__TASKS FOR THIS EXERCISE__.
1/ According to the article on the Chabert labor and delivery closure, how long has Guidry worked at Chabert?
2/ Continue the article on the Chabert labor and delivery closure, beginning right after its final sentence.

** DOCUMENT TEXT follows **

Guidry and Dargre said that with federal funding cuts, expectant mothers that have used Medicare and Medicaid to receive prenatal care up to delivery could be admitted to private hospitals that would then be taking money that would have otherwise gone to state-managed health care facilities. “So federal funding will be going to private hospitals,” Dargre said.

* Doctor Dilemma

Another group of professionals expecting to feel the impact of losing labor, delivery and neonatal care at Chabert are resident doctors that would not receive direct, real life experience in this field.

“With the labor and delivery closed down we won’t be able to rotate here for OB/GYN which is part of our education,” third-year medical student Kevin Leung said. “So we have to scramble and find a hospital that would accommodate for us, but there is such huge competition by other schools that it limits hospitals where we can do it.”

“As a resident, the impact of closing labor and delivery here at Chabert would impact the way we manage patients,” Dr. Sheena Pullman said. “In this setting it is different. The interaction you get with patients, taking ownership with the patients, is different than at a private hospital. This is where we learn how to work with patients and take on a technique of how you will do it in the future. Following patients from prenatal care up to delivery will be missed as part of the learning experience.”

“This is going to be a major change for us.” Dr. Bret Hemelt said regarding the resident doctors he supervises. “This is where they learn obstetrics. So we won’t have as many residents assigned here. Chabert has been the place where a resident was allowed to make decisions and basically get good experience at managing patients. That will be a big change.”

Chabert also provides training for nursing students, Acadian Ambulance Service and medical education resources for Fletcher Technical Community College and Nicholls State University. “We are a teaching institution,” Dargre said.

* Common Connections

Registered nurse Anne Boughton said the Chabert cuts mean all labor, delivery, nursery and neonatal care personnel will lose their jobs. In her case, because of seniority, she will be relocated to another department in the facility. “But it still is not right,” she said.

With a 2-to-1 patient to caregiver ratio, Chabert employees become close to mothers, babies and their families. It is an element staffers said is not possible at larger departments where personal attention is difficult to offer.

Guidry said the difficulty for members of the Chabert staff losing their jobs includes the fact that they experience little turnover and become close in personal relationships as well as professional associations. “I’ve been here 22 years,” she said. “There are a lot of people with well over 15 years and many with more than 10.”

With 25 labor and delivery employees and another 15 in the nursery, as well as 40 other Chabert staffers facing their final day of employment in familiar areas, none seem able to understand why the services they provide have to be eliminated at the expense of the community at large.

** End of DOCUMENT TEXT **
** DATA SHOWN follows **

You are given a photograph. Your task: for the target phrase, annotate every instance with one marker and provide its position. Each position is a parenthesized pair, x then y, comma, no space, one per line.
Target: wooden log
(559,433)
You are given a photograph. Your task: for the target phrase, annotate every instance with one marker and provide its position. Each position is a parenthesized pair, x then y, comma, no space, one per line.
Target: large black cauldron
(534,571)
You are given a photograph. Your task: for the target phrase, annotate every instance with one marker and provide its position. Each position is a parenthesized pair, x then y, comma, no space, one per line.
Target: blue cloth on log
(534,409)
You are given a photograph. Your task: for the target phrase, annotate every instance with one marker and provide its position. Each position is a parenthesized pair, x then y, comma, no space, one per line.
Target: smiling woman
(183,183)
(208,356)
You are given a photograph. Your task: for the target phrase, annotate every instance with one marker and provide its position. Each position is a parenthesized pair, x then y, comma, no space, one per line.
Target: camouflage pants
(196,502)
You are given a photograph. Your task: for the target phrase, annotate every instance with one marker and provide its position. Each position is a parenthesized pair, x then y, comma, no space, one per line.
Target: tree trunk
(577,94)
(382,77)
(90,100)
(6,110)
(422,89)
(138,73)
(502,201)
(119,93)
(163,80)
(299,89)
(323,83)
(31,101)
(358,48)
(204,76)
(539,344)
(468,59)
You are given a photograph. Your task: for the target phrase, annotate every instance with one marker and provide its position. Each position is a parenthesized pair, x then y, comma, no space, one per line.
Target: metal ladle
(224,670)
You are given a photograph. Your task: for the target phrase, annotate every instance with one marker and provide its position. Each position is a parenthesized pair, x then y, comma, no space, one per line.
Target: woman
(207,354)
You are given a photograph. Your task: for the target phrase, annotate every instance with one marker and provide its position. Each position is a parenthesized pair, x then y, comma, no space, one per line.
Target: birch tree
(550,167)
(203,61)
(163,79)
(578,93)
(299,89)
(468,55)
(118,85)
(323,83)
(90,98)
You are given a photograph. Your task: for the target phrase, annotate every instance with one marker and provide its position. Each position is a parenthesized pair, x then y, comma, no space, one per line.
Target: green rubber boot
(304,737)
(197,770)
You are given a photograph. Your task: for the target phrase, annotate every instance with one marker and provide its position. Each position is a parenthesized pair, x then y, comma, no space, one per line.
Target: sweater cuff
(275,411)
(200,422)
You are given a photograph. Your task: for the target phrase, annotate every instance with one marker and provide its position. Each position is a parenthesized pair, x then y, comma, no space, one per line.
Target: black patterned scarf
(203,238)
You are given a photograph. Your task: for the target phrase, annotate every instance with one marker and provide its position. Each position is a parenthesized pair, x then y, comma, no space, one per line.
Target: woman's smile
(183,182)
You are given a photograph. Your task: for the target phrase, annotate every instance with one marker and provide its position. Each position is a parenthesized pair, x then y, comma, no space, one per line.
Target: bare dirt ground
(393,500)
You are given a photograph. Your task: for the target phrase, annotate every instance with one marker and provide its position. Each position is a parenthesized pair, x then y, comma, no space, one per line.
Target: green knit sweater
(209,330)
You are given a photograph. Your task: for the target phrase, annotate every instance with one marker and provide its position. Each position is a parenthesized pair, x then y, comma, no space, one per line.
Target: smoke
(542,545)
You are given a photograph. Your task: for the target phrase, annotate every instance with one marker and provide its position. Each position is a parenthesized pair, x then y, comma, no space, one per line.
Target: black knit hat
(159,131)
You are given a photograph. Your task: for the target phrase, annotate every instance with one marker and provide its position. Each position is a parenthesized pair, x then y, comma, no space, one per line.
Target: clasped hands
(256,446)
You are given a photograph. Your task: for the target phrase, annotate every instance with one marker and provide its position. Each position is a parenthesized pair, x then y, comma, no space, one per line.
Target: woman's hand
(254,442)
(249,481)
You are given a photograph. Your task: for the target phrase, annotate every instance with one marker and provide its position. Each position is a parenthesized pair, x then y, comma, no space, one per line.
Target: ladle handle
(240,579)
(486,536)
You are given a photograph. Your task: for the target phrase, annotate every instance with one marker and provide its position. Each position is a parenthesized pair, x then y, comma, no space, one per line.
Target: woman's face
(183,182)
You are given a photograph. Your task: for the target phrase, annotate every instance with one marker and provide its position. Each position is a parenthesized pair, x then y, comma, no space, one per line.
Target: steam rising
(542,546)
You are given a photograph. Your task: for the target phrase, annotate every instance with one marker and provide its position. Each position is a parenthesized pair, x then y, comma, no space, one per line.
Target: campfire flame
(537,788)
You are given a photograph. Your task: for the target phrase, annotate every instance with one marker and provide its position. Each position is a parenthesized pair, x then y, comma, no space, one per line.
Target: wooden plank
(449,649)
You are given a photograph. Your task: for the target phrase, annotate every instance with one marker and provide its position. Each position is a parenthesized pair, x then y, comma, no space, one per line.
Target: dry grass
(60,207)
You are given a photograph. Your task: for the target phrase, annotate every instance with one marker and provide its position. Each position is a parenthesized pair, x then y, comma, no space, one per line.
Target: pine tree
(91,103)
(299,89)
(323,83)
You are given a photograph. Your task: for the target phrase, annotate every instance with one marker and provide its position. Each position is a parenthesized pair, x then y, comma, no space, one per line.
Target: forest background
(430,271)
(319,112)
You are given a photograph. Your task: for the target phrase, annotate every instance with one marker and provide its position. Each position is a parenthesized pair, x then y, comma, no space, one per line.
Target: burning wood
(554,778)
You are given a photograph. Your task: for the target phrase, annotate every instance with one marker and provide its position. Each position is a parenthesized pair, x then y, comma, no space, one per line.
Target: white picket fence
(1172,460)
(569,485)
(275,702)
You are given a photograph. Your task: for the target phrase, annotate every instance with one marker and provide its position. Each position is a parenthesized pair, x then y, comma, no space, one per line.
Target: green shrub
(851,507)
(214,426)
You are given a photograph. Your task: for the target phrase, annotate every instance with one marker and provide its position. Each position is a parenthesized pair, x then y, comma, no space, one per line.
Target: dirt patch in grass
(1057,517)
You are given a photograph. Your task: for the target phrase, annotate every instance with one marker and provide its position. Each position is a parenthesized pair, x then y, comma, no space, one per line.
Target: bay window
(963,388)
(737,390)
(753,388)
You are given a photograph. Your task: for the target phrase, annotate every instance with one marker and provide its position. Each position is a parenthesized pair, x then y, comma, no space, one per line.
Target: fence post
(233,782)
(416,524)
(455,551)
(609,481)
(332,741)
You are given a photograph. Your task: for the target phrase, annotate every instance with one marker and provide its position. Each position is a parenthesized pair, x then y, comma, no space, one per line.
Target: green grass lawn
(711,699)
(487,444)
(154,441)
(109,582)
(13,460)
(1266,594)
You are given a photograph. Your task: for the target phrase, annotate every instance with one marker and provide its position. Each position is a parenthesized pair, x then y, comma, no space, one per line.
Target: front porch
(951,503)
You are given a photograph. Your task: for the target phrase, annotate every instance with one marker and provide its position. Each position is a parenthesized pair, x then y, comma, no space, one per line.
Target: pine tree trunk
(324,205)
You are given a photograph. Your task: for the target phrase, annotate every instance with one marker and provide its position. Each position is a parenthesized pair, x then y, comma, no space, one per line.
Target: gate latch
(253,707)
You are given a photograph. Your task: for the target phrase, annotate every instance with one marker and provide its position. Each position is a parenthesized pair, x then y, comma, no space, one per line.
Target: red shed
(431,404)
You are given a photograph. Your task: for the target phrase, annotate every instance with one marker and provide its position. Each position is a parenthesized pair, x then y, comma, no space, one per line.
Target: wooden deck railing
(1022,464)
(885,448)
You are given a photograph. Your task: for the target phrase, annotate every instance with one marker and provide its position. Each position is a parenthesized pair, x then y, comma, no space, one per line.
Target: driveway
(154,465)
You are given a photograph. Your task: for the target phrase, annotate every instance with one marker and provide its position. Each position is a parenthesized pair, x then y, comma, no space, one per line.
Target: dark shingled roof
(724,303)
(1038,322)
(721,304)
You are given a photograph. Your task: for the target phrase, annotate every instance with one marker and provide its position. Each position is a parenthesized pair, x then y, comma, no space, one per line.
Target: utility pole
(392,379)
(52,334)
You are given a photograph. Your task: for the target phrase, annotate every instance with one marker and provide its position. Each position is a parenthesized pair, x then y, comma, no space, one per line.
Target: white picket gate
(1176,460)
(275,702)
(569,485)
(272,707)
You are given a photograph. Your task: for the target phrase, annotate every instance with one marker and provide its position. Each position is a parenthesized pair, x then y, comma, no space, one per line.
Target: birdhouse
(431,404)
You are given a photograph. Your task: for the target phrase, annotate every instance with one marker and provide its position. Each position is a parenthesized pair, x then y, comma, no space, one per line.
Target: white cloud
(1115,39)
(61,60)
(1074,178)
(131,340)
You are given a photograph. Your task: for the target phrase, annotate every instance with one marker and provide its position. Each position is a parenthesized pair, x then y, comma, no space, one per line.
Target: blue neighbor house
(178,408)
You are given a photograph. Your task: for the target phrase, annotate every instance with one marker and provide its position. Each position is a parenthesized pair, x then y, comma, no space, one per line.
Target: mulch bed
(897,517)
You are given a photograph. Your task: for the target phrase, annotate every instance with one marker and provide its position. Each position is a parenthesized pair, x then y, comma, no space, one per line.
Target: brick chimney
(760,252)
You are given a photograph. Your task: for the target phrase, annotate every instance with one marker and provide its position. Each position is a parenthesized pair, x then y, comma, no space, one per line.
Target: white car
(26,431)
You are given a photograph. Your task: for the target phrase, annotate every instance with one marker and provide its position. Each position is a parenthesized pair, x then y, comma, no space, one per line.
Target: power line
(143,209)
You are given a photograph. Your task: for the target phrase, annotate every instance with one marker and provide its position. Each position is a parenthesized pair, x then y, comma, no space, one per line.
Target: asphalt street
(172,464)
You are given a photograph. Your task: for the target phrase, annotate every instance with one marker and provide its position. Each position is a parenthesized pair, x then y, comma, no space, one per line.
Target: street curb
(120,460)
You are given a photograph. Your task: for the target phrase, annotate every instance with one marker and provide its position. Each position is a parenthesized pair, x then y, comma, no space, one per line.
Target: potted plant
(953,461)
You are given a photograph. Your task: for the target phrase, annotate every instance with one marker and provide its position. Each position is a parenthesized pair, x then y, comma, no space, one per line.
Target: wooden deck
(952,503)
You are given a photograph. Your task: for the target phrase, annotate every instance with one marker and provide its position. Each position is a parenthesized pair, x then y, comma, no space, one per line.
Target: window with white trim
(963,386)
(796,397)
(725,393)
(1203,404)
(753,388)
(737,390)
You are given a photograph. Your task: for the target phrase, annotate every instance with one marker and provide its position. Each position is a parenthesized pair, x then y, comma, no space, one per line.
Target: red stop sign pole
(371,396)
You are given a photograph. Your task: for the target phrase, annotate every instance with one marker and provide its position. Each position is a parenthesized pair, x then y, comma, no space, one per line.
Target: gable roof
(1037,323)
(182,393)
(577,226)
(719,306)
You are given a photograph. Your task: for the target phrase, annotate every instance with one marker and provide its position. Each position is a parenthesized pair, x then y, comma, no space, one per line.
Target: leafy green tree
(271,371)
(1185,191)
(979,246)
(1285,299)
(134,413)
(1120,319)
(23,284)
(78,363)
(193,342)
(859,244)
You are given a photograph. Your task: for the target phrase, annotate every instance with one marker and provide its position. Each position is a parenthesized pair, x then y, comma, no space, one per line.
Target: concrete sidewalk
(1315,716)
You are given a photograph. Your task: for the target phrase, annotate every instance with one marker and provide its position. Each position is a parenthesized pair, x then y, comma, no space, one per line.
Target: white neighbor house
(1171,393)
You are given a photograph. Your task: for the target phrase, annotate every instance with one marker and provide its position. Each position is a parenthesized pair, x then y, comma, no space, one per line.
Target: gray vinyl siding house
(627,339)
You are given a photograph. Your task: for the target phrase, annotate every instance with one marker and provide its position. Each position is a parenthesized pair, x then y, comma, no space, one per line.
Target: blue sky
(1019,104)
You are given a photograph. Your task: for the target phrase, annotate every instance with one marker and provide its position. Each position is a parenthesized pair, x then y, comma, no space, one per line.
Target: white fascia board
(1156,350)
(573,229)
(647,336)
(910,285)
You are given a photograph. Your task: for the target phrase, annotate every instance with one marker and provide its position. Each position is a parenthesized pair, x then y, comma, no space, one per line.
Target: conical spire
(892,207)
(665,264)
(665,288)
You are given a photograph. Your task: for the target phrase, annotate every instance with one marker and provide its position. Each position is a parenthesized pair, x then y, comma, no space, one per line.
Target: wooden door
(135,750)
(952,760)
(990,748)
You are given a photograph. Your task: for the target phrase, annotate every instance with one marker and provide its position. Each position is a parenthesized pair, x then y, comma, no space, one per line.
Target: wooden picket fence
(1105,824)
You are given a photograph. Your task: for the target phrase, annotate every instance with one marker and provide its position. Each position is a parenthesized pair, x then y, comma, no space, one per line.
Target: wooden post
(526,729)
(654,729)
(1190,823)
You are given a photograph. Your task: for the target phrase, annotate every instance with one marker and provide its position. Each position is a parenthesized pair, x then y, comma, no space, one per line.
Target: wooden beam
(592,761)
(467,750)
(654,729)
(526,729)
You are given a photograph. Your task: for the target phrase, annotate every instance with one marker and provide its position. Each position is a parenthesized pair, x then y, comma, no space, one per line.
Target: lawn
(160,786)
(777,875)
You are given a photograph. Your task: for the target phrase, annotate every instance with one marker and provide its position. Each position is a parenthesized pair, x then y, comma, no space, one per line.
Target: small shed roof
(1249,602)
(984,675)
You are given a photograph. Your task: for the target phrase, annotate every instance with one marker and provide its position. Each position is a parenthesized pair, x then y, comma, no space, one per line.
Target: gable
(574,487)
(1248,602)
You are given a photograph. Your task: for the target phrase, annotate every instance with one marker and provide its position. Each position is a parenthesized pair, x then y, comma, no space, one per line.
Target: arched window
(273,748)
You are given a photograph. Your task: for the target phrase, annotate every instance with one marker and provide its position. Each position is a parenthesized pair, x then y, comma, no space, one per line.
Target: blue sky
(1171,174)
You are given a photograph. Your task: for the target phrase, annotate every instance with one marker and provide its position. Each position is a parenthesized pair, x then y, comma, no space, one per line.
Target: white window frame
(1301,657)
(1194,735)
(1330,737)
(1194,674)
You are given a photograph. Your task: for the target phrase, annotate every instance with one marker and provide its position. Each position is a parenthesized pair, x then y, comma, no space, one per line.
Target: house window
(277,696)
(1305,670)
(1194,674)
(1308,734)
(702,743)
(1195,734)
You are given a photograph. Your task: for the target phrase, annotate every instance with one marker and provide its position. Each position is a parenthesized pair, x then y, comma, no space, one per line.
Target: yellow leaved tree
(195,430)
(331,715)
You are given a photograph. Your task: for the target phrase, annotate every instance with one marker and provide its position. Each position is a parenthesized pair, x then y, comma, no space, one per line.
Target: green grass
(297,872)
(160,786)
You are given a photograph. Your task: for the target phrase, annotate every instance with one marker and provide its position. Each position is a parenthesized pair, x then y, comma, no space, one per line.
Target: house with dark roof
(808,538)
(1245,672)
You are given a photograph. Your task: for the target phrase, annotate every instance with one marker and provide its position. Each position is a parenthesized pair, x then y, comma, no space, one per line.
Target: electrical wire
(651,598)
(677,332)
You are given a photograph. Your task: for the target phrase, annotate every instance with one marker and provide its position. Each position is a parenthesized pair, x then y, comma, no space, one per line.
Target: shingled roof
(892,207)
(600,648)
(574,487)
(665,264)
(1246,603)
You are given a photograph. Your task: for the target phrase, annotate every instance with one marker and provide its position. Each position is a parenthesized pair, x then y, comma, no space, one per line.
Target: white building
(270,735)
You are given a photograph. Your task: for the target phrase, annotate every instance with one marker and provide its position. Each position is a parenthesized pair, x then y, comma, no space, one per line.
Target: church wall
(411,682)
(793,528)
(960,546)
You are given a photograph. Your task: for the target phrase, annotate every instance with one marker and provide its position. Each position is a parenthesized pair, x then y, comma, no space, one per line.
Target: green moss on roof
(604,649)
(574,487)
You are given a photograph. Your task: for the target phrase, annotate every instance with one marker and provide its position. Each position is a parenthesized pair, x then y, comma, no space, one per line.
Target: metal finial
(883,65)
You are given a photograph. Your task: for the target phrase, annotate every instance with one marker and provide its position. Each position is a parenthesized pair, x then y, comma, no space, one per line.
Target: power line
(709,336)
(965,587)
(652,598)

** End of DATA SHOWN **

__RESPONSES BY ITEM NUMBER__.
1/ 22 years.

2/
* Insider Insights

Dr. Irving Blatt is one of the founders of Chabert Medical Center. He contends the politics involved between Gov. Bobby Jindal’s office, the Department of Health and Hospitals and the LSU Health Care System is more involved than decision-makers inside the system are willing to admit.

“There has always been a crisis where the charity hospital system suddenly is without funding or is with diminished funding, and therefore services are going to be closed,” Blatt said. “Threats are made. Then they get some money and everybody lives happily ever after until the next crisis.”

State Rep. Joe Harrison (R-Napoleonville) has been critical of the state legislature as a whole regarding budgeting. He has been even more critical of the Jindal administration and how budgeting priorities are made.

“Government has become very good at throwing money at failures and taking away from those who are successful,” Harrison said on multiple occasions. He noted that Chabert is the only member hospital of the LSU Health Care system that has generated revenue. “Why should they have to suffer for that?”

“You cannot divorce the medical education system from medical practice,” Blatt said. “These people are suffering and they are suffering because of a lousy system. [Chabert’s] problems can be solved by getting out of the system. They are capable of generating funds and operating at a profit just like any district hospital.”

Blatt claimed that powers inside the LSU Health Care System would lock down information and threaten administrators with the loss of their jobs if they talk about conditions within the system. “Are you willing to have your house burned down?” the Louisiana State Medical Society Board of Governors member said regarding reactions some claim to have received when threatening to exposing of details on how the LSU Health Care System is operated.

Attempts to get comparative data directly from the LSU Health Care System were unsuccessful. Also, public access to online information has been blocked.

* Labor of Love

Guidry said that the concept of indigent care and stereotypes associated with them has been an issue battled by Chabert employees. “We service anyone,” she said. “We don’t pick and choose who we will serve. We have a neonatal transport team so we go to get babies at surrounding hospitals that don’t provide the level of care that we do here as a Level 3 ICU.”

“Labor and delivery isn’t just about labor and delivery,” Dargre said. “We treat each patient head to toe, not based on payer source. We treat body, mind and soul. We are still hoping the white horse will come in with $2.9 million and we can keep this facility open. We still are going to be hopeful.”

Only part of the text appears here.